Set down, please, exactly the lines below that run from the line with "Each target, which" to the line with "box: [191, 55, 444, 470]", both lines included.

......

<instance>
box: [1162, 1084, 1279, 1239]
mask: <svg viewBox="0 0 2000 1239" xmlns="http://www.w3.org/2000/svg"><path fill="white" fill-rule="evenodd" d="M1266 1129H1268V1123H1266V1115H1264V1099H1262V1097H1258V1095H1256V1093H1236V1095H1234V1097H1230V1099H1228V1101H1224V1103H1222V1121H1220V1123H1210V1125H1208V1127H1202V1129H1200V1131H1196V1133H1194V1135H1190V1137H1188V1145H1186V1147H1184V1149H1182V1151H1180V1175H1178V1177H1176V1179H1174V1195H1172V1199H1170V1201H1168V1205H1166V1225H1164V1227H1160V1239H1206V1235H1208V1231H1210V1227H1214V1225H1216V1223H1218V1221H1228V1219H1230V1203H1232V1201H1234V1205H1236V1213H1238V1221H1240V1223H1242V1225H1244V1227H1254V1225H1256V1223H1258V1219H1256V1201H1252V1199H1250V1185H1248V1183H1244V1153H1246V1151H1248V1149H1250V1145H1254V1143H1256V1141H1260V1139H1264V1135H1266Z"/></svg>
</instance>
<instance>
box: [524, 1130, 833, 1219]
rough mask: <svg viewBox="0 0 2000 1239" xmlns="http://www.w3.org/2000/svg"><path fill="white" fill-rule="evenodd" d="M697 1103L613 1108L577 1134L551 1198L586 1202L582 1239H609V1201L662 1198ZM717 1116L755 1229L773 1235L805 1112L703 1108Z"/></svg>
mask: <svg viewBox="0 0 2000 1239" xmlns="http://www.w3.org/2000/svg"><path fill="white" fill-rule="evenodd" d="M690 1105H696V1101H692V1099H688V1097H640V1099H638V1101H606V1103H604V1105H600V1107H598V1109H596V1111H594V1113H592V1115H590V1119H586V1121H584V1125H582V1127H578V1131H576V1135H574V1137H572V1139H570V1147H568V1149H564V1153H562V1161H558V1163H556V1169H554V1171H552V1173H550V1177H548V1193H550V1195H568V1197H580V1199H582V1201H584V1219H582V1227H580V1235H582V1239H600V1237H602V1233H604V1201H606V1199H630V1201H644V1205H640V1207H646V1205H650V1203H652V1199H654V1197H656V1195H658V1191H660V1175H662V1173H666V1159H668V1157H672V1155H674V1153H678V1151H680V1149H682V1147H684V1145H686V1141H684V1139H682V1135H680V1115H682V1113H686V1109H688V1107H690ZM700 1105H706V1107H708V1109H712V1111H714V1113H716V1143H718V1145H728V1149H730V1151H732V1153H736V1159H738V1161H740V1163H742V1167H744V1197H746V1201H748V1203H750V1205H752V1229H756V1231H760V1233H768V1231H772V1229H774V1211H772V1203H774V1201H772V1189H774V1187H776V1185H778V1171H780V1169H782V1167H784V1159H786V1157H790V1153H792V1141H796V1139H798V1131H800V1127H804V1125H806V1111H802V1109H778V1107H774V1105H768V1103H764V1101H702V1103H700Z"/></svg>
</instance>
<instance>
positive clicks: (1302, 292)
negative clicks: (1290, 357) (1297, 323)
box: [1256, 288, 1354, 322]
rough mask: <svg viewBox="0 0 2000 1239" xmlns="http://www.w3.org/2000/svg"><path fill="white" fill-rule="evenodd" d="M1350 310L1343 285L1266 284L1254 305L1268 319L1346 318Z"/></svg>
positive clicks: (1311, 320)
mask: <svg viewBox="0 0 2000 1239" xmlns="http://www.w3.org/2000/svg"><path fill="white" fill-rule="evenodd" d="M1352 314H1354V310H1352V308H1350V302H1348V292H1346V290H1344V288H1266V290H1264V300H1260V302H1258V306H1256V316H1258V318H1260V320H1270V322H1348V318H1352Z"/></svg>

......

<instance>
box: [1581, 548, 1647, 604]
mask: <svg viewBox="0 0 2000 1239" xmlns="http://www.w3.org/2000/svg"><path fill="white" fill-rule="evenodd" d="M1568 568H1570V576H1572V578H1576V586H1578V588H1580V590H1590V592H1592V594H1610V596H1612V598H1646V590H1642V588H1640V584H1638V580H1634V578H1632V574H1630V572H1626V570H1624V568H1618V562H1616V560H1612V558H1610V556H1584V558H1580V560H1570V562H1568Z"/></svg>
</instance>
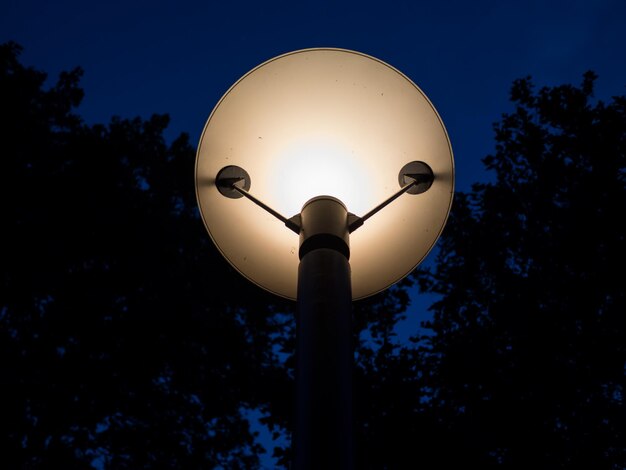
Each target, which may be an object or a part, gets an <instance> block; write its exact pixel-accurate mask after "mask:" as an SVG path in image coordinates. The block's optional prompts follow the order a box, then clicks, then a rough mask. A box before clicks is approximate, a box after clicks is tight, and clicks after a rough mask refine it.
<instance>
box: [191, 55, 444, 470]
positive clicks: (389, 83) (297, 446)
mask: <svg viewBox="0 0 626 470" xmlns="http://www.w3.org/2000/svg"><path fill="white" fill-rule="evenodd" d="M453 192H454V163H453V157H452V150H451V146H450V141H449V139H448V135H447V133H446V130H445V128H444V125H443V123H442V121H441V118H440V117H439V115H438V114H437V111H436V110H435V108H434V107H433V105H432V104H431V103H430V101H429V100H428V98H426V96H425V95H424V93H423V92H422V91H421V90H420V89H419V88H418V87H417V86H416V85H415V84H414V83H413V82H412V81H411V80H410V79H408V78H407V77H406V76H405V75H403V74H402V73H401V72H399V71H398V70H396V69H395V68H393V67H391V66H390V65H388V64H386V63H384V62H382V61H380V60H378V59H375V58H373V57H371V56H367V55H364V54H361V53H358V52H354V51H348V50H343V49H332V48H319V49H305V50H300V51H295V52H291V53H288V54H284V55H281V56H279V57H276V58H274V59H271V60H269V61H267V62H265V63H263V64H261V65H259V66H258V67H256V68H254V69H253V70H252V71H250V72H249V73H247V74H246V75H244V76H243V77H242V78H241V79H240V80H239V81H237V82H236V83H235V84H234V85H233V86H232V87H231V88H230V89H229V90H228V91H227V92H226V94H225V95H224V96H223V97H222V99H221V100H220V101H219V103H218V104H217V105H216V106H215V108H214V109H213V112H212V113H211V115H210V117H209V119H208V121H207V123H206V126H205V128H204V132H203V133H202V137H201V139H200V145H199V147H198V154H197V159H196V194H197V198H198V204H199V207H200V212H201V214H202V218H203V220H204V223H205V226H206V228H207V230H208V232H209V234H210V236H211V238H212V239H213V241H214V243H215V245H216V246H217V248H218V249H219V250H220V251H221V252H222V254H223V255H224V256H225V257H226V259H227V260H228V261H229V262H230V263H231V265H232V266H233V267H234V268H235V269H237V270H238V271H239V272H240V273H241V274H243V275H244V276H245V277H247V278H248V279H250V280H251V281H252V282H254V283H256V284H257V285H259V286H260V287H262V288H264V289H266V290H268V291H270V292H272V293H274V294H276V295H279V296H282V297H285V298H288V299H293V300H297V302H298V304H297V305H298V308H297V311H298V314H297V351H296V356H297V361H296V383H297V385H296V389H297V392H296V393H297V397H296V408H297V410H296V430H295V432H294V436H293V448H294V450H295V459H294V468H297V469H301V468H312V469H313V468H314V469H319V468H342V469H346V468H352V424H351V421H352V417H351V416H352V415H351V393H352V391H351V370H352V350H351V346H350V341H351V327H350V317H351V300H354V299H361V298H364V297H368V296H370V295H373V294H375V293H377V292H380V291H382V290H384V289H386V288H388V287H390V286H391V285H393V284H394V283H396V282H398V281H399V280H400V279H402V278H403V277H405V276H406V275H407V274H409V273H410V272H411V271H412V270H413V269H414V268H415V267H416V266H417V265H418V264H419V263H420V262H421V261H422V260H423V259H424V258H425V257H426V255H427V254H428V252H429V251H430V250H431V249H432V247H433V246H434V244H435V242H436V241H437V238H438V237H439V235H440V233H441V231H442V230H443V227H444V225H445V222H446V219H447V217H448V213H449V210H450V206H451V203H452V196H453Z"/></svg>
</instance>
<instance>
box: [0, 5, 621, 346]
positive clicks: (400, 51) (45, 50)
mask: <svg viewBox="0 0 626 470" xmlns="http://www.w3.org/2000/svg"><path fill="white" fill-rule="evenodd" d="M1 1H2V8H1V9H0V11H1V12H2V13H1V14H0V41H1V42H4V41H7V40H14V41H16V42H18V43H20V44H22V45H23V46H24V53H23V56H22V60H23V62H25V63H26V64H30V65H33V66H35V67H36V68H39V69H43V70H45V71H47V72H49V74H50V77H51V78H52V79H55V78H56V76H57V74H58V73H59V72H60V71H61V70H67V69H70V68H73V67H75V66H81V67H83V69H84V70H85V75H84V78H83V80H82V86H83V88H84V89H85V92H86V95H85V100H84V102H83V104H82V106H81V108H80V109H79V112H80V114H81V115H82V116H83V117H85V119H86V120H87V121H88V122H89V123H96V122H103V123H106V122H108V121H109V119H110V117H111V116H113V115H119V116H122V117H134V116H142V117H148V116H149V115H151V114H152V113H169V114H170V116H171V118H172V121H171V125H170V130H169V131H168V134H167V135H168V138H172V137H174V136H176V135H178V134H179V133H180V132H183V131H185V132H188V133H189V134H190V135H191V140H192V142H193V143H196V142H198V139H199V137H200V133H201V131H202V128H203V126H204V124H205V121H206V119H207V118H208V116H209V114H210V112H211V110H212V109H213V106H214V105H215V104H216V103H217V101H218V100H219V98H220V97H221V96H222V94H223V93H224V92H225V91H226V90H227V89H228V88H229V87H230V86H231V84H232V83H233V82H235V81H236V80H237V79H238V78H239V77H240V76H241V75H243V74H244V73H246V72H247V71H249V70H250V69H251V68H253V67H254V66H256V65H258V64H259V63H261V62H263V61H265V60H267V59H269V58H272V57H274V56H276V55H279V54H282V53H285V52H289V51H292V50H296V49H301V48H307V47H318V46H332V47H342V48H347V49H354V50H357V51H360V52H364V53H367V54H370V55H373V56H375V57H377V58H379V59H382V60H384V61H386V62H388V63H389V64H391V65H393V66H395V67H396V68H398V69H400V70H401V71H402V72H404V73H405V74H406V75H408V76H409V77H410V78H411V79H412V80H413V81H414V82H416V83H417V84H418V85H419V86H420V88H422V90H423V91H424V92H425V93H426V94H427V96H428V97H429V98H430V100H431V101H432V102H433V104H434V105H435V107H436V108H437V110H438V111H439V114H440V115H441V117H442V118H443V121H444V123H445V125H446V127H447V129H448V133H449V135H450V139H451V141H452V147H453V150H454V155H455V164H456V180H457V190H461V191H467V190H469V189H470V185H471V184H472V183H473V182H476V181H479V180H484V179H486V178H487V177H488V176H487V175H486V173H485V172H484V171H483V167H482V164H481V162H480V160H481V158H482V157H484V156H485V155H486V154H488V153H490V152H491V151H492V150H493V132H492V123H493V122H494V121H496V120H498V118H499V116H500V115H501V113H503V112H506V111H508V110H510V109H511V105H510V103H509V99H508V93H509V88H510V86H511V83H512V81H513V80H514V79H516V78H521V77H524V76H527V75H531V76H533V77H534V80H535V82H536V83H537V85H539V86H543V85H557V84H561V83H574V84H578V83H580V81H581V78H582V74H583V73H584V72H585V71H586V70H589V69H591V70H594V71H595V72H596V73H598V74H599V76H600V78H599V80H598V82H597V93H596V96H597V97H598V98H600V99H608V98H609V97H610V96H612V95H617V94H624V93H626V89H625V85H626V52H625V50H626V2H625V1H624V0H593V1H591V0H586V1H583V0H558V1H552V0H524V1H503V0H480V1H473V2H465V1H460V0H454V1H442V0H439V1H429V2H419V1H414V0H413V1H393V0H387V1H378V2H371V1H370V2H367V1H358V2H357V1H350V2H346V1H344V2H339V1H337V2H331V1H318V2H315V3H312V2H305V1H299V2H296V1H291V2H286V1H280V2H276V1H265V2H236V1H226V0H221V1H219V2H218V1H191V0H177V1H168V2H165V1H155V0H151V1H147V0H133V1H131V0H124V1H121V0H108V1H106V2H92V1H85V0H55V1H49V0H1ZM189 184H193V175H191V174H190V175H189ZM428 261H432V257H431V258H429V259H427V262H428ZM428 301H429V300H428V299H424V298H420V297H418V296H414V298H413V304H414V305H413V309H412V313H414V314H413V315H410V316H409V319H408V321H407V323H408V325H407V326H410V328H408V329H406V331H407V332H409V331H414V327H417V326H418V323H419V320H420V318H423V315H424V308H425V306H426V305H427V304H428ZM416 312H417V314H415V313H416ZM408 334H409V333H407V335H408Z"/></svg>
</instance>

......

Written solution:
Each target, which may be an object or a part, gets an <instance> block; write its exact pixel-accurate mask after "mask:" as an SVG path in image coordinates. The block's optional prompts follow the order a box, then clicks, then a rough mask. A box before clicks is approximate, a box after clicks is tight, and clicks after a rough mask refine it.
<instance>
box: [191, 55, 444, 470]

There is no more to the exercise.